Goal:
Rewrite the passage of the WAFL summary starting at "The conceptual view" and ending at "WAFL file system.", changing "block map" to "block allocation map".

File system design for an NFS file server appliance

‘File System Design for an NFS Server Appliance‘ by Hitz, et al., was published in the USENIX Winter Technical Conference in 1994. The paper described the Write Anywhere File Layout (WAFL) file system used by NetApp. NetApp is one of the largest storage providers today and its storage appliances and cloud product still use the WAFL file system at their core (along with many improvements over the years). WAFL organizes data in a tree structure and uses copy-on-write for data updates, which enables it to improve its write performance and efficiently implement crash-consistency. WAFL also introduces a critical feature of production storage, namely, snapshots, and in doing so, also circumvents a challenging garbage collection problem.

WAFL’s data layout and organization

The conceptual view of the WAFL tree layout. There are three components of the tree: a root inode at the tree root, the inode file, and all the other files. The block map and inode map file store the allocation state of the inodes and blocks in the WAFL file system.

WAFL organizes its data as a tree of 4KB blocks and stores all of its metadata in files (in addition to the user data files). Conceptually, the WAFL tree has three components. The first component at the root of the tree is the root inode. This is the WAFL’s equivalent of the FFS or LFS superblock and is the inode for the inode file. The inode file is the second component in the WAFL tree and stores the inodes for all the (data and metadata) files in WAFL — it even stores a copy of the root inode, which enables some clever optimizations. The inodes in this inode file point to the (data and metadata) file blocks, which comprise the third component of the WAFL tree. These file blocks could contain user data, directory structures, or other metadata files (e.g., the files to store the inode and block allocation states).

Physically, the WAFL tree can consist of many levels. As the file sizes increases, WAFL uses indirect blocks. In WAFL, every level points to blocks of the same kind. That is, an inode would either point to indirect blocks or to data blocks, but not a mix of data blocks and indirect blocks.

Information given:
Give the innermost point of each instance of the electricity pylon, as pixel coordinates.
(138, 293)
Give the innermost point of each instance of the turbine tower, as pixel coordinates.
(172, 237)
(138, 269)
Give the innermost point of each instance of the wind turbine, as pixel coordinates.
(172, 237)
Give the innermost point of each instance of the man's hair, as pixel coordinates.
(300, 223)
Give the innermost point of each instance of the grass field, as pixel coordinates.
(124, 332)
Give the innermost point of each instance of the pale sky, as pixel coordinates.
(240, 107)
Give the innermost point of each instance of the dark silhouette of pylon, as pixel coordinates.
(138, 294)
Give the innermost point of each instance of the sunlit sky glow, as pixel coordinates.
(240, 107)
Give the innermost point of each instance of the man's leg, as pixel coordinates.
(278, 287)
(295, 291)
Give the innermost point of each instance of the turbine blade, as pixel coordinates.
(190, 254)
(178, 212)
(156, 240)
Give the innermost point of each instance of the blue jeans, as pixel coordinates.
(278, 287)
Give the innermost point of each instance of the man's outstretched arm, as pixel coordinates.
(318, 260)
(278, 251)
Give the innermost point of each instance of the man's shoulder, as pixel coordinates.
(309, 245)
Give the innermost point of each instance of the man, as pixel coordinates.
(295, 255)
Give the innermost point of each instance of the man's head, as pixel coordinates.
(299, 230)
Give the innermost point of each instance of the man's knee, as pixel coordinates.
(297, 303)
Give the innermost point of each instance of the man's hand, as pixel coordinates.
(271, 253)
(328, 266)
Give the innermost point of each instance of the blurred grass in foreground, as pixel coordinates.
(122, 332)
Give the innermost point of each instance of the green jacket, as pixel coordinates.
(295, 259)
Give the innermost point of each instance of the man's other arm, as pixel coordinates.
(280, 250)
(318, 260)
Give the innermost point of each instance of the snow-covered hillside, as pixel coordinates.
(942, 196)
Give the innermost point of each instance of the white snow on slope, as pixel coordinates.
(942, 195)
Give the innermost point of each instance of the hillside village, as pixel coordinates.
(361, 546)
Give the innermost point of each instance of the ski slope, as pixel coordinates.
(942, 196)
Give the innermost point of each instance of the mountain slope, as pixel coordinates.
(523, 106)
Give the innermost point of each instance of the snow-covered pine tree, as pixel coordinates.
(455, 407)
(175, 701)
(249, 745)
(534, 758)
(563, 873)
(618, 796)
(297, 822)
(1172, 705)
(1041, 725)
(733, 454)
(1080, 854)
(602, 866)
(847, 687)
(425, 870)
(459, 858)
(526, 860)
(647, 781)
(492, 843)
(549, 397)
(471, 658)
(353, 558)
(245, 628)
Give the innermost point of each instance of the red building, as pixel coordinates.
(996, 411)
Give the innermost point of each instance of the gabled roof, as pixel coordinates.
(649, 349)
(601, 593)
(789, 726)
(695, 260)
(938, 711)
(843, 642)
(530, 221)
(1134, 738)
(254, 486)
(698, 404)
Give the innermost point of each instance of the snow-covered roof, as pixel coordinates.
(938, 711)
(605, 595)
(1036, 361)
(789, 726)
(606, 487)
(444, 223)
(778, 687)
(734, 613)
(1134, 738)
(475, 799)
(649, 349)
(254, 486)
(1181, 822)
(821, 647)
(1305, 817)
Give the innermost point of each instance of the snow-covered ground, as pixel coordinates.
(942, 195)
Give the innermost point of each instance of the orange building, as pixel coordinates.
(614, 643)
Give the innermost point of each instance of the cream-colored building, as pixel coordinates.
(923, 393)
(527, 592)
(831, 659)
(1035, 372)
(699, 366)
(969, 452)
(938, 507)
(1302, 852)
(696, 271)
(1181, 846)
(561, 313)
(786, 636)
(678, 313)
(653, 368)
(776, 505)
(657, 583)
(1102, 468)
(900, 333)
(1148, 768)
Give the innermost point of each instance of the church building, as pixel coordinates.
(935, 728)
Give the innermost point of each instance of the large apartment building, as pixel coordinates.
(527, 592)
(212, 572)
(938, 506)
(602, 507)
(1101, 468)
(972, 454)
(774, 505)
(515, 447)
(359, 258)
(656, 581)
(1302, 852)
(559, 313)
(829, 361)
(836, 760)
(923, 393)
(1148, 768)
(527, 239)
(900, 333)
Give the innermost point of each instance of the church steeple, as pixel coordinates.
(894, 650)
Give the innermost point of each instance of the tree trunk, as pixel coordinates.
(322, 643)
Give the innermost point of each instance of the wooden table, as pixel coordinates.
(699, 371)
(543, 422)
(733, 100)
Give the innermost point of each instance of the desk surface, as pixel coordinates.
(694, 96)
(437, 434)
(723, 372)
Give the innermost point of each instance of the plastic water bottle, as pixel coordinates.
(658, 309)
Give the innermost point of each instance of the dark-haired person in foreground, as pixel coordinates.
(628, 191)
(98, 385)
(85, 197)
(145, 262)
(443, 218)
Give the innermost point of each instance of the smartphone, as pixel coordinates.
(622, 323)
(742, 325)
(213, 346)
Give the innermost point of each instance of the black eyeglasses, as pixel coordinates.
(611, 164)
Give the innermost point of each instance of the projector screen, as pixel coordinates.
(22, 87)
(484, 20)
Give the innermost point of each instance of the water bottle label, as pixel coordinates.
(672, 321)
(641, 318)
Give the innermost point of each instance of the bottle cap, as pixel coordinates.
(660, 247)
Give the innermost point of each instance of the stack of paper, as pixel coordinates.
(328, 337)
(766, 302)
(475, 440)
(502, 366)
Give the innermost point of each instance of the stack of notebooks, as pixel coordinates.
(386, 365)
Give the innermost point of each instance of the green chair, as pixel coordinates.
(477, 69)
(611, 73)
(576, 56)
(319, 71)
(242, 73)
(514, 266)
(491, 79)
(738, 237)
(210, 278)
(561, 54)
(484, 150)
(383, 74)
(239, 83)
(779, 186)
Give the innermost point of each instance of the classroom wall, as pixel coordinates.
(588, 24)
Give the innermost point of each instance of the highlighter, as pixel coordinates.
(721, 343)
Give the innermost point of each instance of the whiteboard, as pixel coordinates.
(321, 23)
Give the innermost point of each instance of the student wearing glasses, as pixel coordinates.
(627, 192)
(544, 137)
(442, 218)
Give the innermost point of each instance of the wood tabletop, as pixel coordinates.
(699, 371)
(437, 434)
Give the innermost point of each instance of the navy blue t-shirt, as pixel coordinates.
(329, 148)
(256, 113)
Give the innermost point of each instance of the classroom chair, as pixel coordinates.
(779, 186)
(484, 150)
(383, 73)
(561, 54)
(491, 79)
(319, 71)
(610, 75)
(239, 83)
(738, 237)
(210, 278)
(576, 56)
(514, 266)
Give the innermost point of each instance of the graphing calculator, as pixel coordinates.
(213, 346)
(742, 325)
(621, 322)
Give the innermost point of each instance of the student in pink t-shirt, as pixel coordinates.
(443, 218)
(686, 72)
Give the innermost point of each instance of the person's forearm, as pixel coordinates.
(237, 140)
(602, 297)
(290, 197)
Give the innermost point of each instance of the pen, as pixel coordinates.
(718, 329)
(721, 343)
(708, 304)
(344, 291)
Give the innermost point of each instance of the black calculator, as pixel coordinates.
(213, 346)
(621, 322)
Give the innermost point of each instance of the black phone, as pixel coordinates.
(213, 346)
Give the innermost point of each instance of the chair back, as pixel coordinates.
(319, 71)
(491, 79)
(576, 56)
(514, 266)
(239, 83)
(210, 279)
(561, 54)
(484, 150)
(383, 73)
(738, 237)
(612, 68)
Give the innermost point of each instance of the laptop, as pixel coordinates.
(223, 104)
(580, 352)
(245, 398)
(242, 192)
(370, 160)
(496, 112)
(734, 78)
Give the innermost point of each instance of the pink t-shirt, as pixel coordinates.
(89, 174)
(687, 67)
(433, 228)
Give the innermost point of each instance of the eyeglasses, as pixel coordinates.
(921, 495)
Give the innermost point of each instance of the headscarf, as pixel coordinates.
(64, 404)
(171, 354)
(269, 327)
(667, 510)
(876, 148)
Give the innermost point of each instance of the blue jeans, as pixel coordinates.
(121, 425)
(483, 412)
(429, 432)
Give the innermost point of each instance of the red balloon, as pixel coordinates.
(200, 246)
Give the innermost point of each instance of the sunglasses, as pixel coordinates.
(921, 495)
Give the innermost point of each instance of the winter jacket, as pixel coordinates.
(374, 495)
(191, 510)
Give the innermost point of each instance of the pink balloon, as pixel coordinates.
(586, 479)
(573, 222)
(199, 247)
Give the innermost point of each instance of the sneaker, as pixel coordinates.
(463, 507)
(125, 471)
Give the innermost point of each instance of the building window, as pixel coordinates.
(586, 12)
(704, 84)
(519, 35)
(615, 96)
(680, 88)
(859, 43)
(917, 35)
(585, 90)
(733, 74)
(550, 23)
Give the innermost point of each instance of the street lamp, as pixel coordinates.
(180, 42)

Answer to this problem:
The conceptual view of the WAFL tree layout. There are three components of the tree: a root inode at the tree root, the inode file, and all the other files. The block allocation map and inode map file store the allocation state of the inodes and blocks in the WAFL file system.